DESCRIPTION OF THE TASK: The reply should contain all the data below, repeated exactly, and none of the images.

Saved data entries:
* * * *

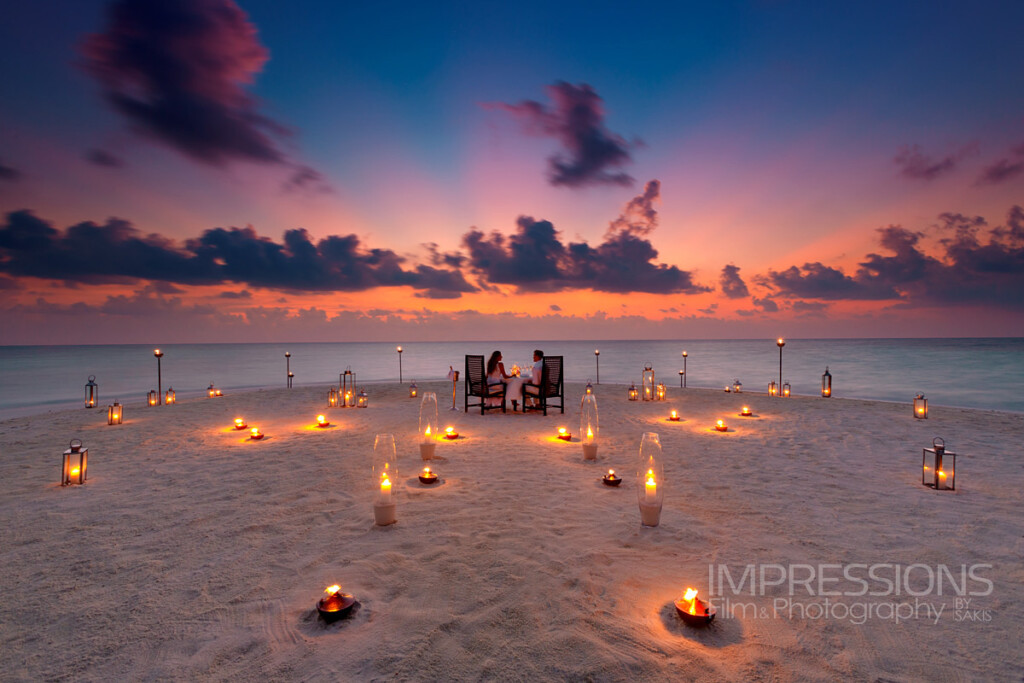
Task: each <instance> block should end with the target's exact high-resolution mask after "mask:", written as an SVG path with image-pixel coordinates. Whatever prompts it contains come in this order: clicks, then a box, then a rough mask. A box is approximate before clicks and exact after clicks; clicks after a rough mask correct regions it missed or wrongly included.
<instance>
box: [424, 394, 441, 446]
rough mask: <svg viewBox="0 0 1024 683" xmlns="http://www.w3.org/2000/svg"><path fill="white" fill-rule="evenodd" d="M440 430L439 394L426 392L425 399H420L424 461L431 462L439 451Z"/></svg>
mask: <svg viewBox="0 0 1024 683" xmlns="http://www.w3.org/2000/svg"><path fill="white" fill-rule="evenodd" d="M438 429H440V426H439V423H438V420H437V394H436V393H434V392H433V391H424V392H423V398H422V399H420V431H419V435H420V457H421V458H423V460H431V459H432V458H433V457H434V451H435V450H436V449H437V436H438Z"/></svg>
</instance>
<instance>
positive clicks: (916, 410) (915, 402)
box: [913, 393, 928, 420]
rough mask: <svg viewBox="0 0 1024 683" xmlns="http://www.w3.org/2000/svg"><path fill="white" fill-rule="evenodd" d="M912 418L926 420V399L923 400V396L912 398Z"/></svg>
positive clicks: (925, 398) (927, 418)
mask: <svg viewBox="0 0 1024 683" xmlns="http://www.w3.org/2000/svg"><path fill="white" fill-rule="evenodd" d="M913 417H915V418H918V419H919V420H927V419H928V399H927V398H925V394H923V393H919V394H918V395H916V396H914V397H913Z"/></svg>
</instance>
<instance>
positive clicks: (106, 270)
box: [0, 211, 476, 298]
mask: <svg viewBox="0 0 1024 683" xmlns="http://www.w3.org/2000/svg"><path fill="white" fill-rule="evenodd" d="M403 262H404V259H403V258H401V257H399V256H398V255H397V254H395V253H394V252H392V251H390V250H387V249H368V248H365V247H364V246H362V245H361V243H360V242H359V239H358V238H357V237H356V236H354V234H348V236H330V237H327V238H325V239H323V240H319V241H318V242H313V240H312V239H310V237H309V234H308V233H307V232H306V231H305V230H304V229H292V230H286V231H285V236H284V240H283V242H282V243H276V242H273V241H272V240H270V239H268V238H264V237H261V236H259V234H257V233H256V230H254V229H253V228H252V227H245V228H238V227H231V228H222V227H216V228H212V229H208V230H206V231H204V232H203V233H202V234H201V236H200V237H199V238H196V239H193V240H188V241H186V242H185V243H184V245H183V246H182V245H177V244H175V243H173V242H171V241H170V240H167V239H165V238H162V237H160V236H157V234H148V236H143V234H142V233H140V232H139V231H138V230H137V229H136V228H135V227H133V226H132V225H131V224H130V223H129V222H127V221H124V220H120V219H117V218H112V219H110V220H108V221H106V223H104V224H102V225H99V224H96V223H93V222H88V221H87V222H82V223H78V224H77V225H73V226H71V227H69V228H68V229H67V230H65V231H62V232H61V231H58V230H56V229H55V228H53V227H52V226H51V225H50V224H49V223H47V222H46V221H43V220H41V219H39V218H37V217H36V216H35V215H34V214H33V213H32V212H30V211H15V212H12V213H9V214H8V215H7V220H6V222H5V223H0V271H3V272H7V273H10V274H13V275H27V276H33V278H45V279H50V280H58V281H62V282H66V283H90V282H96V283H119V282H124V283H131V282H135V281H138V280H147V281H155V282H162V283H174V284H179V285H219V284H225V283H243V284H246V285H248V286H250V287H265V288H269V289H279V290H300V291H319V292H331V291H361V290H368V289H372V288H375V287H399V286H409V287H412V288H414V289H416V290H422V291H424V292H425V296H429V297H432V298H450V297H457V296H459V295H460V294H461V293H463V292H473V291H476V288H475V287H473V286H472V285H470V284H469V283H467V282H466V281H465V279H464V278H463V275H462V273H461V272H460V271H458V270H442V269H438V268H434V267H431V266H425V265H418V266H416V267H414V268H412V269H406V268H404V267H402V265H403Z"/></svg>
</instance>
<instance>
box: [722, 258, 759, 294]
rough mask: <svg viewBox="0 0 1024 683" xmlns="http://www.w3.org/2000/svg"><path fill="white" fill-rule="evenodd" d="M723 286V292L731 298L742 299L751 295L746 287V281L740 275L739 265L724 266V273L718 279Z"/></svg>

* * * *

RESPONSE TO THIS TASK:
Task: each <instance> block should end with the target's exact high-resolution mask after "mask:", written as an SVG path with image-pixel coordinates. Whatever prompts it contains come in this order: clicks, then a box, then a rough mask. A box is approximate before clicks and exact after clicks; clicks after a rough mask correct regions it missed or wrongly included.
<instance>
box: [424, 394, 441, 446]
rough mask: <svg viewBox="0 0 1024 683" xmlns="http://www.w3.org/2000/svg"><path fill="white" fill-rule="evenodd" d="M440 430L439 394L426 392L425 399H420L424 461L431 462L439 451Z"/></svg>
mask: <svg viewBox="0 0 1024 683" xmlns="http://www.w3.org/2000/svg"><path fill="white" fill-rule="evenodd" d="M438 429H440V426H439V423H438V420H437V394H436V393H434V392H433V391H424V392H423V398H422V399H420V431H419V435H420V457H421V458H423V460H431V459H432V458H433V457H434V451H435V450H436V449H437V436H438Z"/></svg>
</instance>
<instance>
positive clicks: (916, 410) (915, 402)
box: [913, 393, 928, 420]
rough mask: <svg viewBox="0 0 1024 683" xmlns="http://www.w3.org/2000/svg"><path fill="white" fill-rule="evenodd" d="M912 418L926 420V399L923 400V396L912 398Z"/></svg>
positive clicks: (925, 398) (927, 418)
mask: <svg viewBox="0 0 1024 683" xmlns="http://www.w3.org/2000/svg"><path fill="white" fill-rule="evenodd" d="M913 417H915V418H918V419H919V420H927V419H928V399H927V398H925V394H923V393H919V394H918V395H916V396H914V397H913Z"/></svg>
</instance>
<instance>
positive clicks: (106, 270)
box: [0, 211, 476, 298]
mask: <svg viewBox="0 0 1024 683" xmlns="http://www.w3.org/2000/svg"><path fill="white" fill-rule="evenodd" d="M403 262H404V259H403V258H401V257H399V256H398V255H397V254H395V253H394V252H392V251H390V250H387V249H368V248H365V247H364V246H362V245H361V243H360V242H359V239H358V238H357V237H356V236H354V234H348V236H330V237H327V238H325V239H323V240H319V241H318V242H313V240H312V239H310V237H309V234H308V233H307V232H306V231H305V230H304V229H292V230H286V231H285V236H284V240H283V242H282V243H276V242H273V241H272V240H270V239H268V238H264V237H261V236H259V234H257V233H256V230H254V229H253V228H252V227H245V228H238V227H231V228H222V227H216V228H212V229H208V230H206V231H204V232H203V233H202V234H201V236H200V237H199V238H196V239H193V240H188V241H186V242H185V243H184V245H183V246H182V245H177V244H175V243H173V242H171V241H170V240H167V239H165V238H162V237H160V236H157V234H148V236H143V234H142V233H140V232H139V231H138V230H137V229H136V228H135V227H133V226H132V225H131V224H130V223H129V222H127V221H124V220H120V219H117V218H112V219H110V220H108V221H106V223H104V224H102V225H99V224H96V223H93V222H88V221H87V222H82V223H78V224H77V225H73V226H71V227H69V228H68V229H67V230H65V231H62V232H61V231H58V230H56V229H55V228H53V227H52V226H51V225H50V224H49V223H47V222H46V221H43V220H41V219H39V218H37V217H36V216H35V215H34V214H33V213H32V212H30V211H15V212H12V213H9V214H8V215H7V220H6V222H5V223H0V271H3V272H7V273H10V274H13V275H27V276H33V278H45V279H50V280H58V281H62V282H66V283H90V282H96V283H119V282H124V283H131V282H135V281H138V280H147V281H155V282H162V283H174V284H179V285H219V284H225V283H243V284H246V285H248V286H250V287H265V288H269V289H279V290H300V291H319V292H331V291H361V290H368V289H372V288H375V287H399V286H409V287H412V288H414V289H416V290H422V291H424V292H425V296H429V297H432V298H450V297H457V296H459V295H460V294H461V293H463V292H473V291H476V288H475V287H473V286H472V285H470V284H469V283H467V282H466V281H465V279H464V278H463V275H462V273H461V272H460V271H458V270H442V269H438V268H434V267H431V266H425V265H418V266H416V267H414V268H412V269H406V268H404V267H402V265H403Z"/></svg>
</instance>
<instance>
box: [722, 258, 759, 294]
rough mask: <svg viewBox="0 0 1024 683" xmlns="http://www.w3.org/2000/svg"><path fill="white" fill-rule="evenodd" d="M723 286V292L731 298L742 299L751 295L746 287V281L740 275L739 265L724 266V273L718 279Z"/></svg>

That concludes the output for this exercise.